◆ **任务要求**
在关于C++词法分析器的这篇文章里，作者说可以在程序外部的哪个文件中手动添加关键字？

◆ **所给摘录**
-*-

词法分析器（c++）-Toy模板网

这篇具有很好参考价值的文章主要介绍了词法分析器（c++）。希望对大家有所帮助。如果存在错误或未考虑完全的地方，请大家不吝赐教，您也可以点击"举报违法"按钮提交疑问。

前景提示：

个人觉得单纯是用来完成实验报告的话还行，但仅做参考，因为本人的编程水平有限，怕误人子弟。

本次代码支持以下操作：

单行注释

多行注释

文件形式输入

种别码可以在文件中自由修改

单词字符串识别支持：

部分关键字（可手动在程序外部---reference.txt文件添加，），

标识符，

无符号整形数字（仅可识别整形，其他类型需要自主添加别的函数支持），

界符（，{}（）[]），

全部运算符（+、=、-、*、/、<、>，以及这些的两两组合）

代码程序：

// 编译原理词法分析器


#include <iostream>
#include <string>
#include <fstream>
#include <vector>
#include <map>
using namespace std;


string getFormFile(string filePath);
bool isLetter(char ch);
bool isNumber(char ch);
bool isOperator(char ch);
bool isDelimiter(char ch);
string rmExegesis(const string);
string rmExegesis_1(const string str);
string rmExegesis_2(const string str);


vector<string> compile();
vector<string> compile(const string originpath, const string targetpath);
map<string, string> getMap();
void showTime(map<string, string> refer, vector<string> key);

int main()
{
    map<string, string> refer = getMap();                            //从配置文件中拿到键值对

    cout << "请在文件 input.txt 中输入待编译程序" << endl;
    system("pause");
    vector<string> key = compile();                                    //拿到待识别字符
                                                            
    showTime(refer, key);
    cout << "编译成功！" << endl;
}


string getFormFile(string filePath)
{

    ifstream ifs;
    ifs.open(filePath);
    if (!ifs.is_open())
        cout << filePath << "打开失败！" << endl;

    ifs.seekg(0, ios::end);
    int size = ifs.tellg();                //得到文件大小                
    string str;
    str.resize(size);
    ifs.seekg(0, ios::beg);
    ifs.read((char*)str.c_str(), size);
    ifs.close();                        //关闭了！

    return str;
}

//单词
bool isLetter(char ch)
{
    if (ch > ('a' - 1) && ch < ('z' + 1))
        return true;
    else if (ch > ('A' - 1) && ch < ('Z' + 1))
        return true;
    else if (ch == '_')
        return true;
    else
        return false;
}

//数字
bool isNumber(char ch)

-*-

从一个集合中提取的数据
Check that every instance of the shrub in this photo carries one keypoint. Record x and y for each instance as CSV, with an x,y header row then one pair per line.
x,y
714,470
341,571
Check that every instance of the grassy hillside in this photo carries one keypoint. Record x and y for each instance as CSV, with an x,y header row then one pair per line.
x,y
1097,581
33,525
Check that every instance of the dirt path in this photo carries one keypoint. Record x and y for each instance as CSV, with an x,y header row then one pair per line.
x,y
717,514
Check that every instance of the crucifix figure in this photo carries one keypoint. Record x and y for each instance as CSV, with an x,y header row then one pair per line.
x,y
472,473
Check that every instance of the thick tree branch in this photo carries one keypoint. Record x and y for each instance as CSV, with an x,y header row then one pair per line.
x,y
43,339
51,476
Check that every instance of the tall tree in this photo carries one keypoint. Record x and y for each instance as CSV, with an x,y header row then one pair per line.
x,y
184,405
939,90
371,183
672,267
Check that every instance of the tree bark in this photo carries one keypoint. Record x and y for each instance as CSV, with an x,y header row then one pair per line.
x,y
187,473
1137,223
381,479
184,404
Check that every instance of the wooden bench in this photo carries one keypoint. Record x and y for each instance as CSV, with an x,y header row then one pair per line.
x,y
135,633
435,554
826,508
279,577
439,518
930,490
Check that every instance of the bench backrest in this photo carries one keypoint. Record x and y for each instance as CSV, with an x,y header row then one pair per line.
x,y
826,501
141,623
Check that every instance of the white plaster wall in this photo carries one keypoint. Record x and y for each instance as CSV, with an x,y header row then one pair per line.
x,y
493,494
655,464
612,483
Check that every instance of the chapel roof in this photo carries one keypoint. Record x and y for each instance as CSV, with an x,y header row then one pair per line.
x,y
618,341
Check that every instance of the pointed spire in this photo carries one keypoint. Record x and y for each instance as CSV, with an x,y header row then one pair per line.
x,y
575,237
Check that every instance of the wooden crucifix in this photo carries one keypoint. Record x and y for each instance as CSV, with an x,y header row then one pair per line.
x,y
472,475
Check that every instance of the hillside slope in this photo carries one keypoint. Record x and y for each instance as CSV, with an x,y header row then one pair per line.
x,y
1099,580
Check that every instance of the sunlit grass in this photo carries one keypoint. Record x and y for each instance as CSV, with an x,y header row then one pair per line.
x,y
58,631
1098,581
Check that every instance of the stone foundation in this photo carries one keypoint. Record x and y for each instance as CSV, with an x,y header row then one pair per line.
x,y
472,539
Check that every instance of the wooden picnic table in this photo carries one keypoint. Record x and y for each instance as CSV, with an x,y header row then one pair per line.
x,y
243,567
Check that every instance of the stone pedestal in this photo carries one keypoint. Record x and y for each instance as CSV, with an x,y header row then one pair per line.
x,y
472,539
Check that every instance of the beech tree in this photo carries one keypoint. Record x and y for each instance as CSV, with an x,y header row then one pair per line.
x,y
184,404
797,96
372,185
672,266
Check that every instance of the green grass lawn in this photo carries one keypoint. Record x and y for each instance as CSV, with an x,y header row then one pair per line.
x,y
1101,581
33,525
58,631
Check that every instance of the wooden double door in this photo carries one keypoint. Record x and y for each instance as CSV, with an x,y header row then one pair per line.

-*-

◆ **完整输出**
可以在程序外部的 reference.txt 文件中手动添加关键字。